● **Da svolgere**
Riproduca senza alcuna modifica, dai record seguenti, la parte che si apre con la riga contenente "Give the segmentation of every instance of the geothermal" e si chiude con la riga contenente "[[315,103],[315,1],[0,0],[0,104]]", includendo entrambe le righe.

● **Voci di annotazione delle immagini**

________________________________________

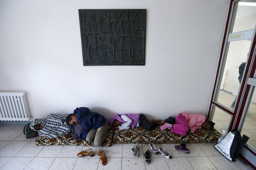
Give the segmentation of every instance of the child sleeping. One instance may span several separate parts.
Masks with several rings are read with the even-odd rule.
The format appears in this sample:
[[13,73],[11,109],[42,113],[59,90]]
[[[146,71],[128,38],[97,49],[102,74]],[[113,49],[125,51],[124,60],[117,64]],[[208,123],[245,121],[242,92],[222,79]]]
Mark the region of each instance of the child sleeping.
[[186,136],[188,132],[194,133],[197,129],[210,131],[214,124],[213,122],[206,120],[203,115],[180,113],[175,117],[175,124],[165,123],[160,128],[162,131],[168,129],[172,132]]

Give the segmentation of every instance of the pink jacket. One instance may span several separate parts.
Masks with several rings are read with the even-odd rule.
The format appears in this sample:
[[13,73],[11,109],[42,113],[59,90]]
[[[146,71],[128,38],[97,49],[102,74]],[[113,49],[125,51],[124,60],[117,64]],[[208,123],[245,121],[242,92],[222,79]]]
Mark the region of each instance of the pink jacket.
[[201,128],[201,125],[205,121],[205,117],[203,115],[181,113],[187,120],[188,126],[191,129],[191,133],[194,133],[197,129]]

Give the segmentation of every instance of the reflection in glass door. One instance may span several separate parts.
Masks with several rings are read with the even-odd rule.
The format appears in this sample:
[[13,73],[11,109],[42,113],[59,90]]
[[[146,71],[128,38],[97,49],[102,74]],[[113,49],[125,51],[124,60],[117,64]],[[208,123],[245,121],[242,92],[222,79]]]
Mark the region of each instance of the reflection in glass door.
[[215,101],[233,110],[256,25],[256,6],[235,3]]

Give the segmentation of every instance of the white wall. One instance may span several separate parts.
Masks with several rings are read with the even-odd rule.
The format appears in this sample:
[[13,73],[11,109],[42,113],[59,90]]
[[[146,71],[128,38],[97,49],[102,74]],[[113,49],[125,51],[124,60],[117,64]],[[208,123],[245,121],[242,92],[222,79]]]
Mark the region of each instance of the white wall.
[[[0,91],[26,92],[32,118],[82,106],[206,115],[229,3],[2,0]],[[145,66],[83,66],[78,9],[147,9]]]

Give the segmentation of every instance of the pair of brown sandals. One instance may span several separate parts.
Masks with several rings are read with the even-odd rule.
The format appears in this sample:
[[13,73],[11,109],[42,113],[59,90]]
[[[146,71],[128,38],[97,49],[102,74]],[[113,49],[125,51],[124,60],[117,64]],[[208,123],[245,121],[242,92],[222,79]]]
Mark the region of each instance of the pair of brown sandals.
[[[92,149],[88,149],[84,151],[83,151],[77,153],[77,156],[84,157],[86,155],[92,157],[94,156],[94,152]],[[107,157],[105,156],[105,152],[101,149],[99,149],[98,155],[100,157],[100,160],[102,165],[105,165],[107,164]]]

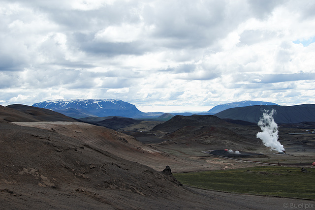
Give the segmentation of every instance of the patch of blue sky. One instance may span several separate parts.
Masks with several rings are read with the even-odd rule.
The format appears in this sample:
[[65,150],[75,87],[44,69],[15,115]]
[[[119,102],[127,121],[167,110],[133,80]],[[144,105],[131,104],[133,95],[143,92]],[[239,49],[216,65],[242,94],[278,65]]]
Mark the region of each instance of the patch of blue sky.
[[315,42],[315,36],[311,36],[308,39],[298,39],[293,41],[294,44],[302,44],[303,47],[307,47],[313,42]]

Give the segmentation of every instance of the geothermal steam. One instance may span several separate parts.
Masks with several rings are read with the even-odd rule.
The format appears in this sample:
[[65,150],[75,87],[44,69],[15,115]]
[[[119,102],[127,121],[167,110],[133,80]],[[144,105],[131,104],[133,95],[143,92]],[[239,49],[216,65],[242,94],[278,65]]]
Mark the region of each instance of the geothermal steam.
[[260,139],[266,147],[271,150],[276,150],[281,152],[284,150],[284,146],[278,141],[278,125],[273,116],[276,112],[274,110],[269,111],[264,110],[262,117],[260,118],[258,125],[262,132],[258,132],[256,136]]

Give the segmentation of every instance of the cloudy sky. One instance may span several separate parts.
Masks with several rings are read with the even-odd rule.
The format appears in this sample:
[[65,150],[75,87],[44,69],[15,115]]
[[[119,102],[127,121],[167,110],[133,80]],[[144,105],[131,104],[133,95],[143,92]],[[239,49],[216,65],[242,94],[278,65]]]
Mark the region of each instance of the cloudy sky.
[[315,103],[315,1],[0,0],[0,104]]

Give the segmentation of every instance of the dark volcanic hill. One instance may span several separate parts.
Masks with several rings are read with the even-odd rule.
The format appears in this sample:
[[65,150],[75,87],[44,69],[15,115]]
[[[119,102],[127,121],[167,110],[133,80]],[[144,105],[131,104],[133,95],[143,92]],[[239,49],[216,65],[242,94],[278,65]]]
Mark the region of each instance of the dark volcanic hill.
[[225,125],[227,123],[224,120],[213,115],[193,115],[190,116],[176,115],[171,120],[156,126],[152,130],[163,130],[170,132],[175,131],[186,126],[219,125]]
[[212,109],[207,112],[207,113],[208,113],[209,115],[214,115],[215,114],[219,113],[228,109],[255,105],[278,106],[278,105],[274,103],[267,102],[264,101],[242,101],[229,103],[227,104],[220,104],[213,107]]
[[76,120],[62,114],[46,109],[21,104],[4,107],[0,106],[0,121],[32,122],[38,121],[68,121]]
[[118,118],[114,117],[109,119],[96,122],[97,124],[114,130],[120,129],[135,123],[139,123],[142,120],[139,120],[129,118]]
[[[0,132],[4,209],[148,209],[160,202],[193,208],[194,199],[189,198],[198,196],[172,177],[87,141],[3,122]],[[205,208],[210,202],[203,203],[197,205]]]
[[251,106],[229,109],[215,115],[221,119],[229,118],[257,123],[264,110],[274,109],[275,121],[277,123],[294,123],[315,121],[315,104],[296,106]]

________________________________________

● **Soluzione proposta**
Give the segmentation of every instance of the geothermal steam. One instance may span several separate parts.
Masks with several rings are read with the even-odd rule.
The format appears in this sample:
[[65,150],[75,87],[44,69],[15,115]]
[[[119,102],[127,121],[167,110],[133,80]],[[144,105],[131,104],[133,95],[143,92]],[[239,49],[216,65],[242,94],[278,65]]]
Mark the region of each instance of the geothermal steam.
[[260,139],[266,147],[271,150],[276,150],[281,152],[284,150],[284,146],[278,141],[278,125],[273,116],[276,112],[274,110],[269,111],[264,110],[262,117],[260,118],[258,125],[262,132],[258,132],[256,136]]

Give the segmentation of every instance of the cloudy sky. One instance may span several separate parts.
Masks with several rings are read with the even-odd rule.
The format appears in this sample:
[[65,150],[75,87],[44,69],[15,115]]
[[[119,102],[127,121],[167,110],[133,80]],[[144,105],[131,104],[133,95],[143,92]],[[239,49],[216,65],[242,94],[278,65]]]
Mark the region of each instance of the cloudy sky.
[[315,103],[315,1],[0,0],[0,104]]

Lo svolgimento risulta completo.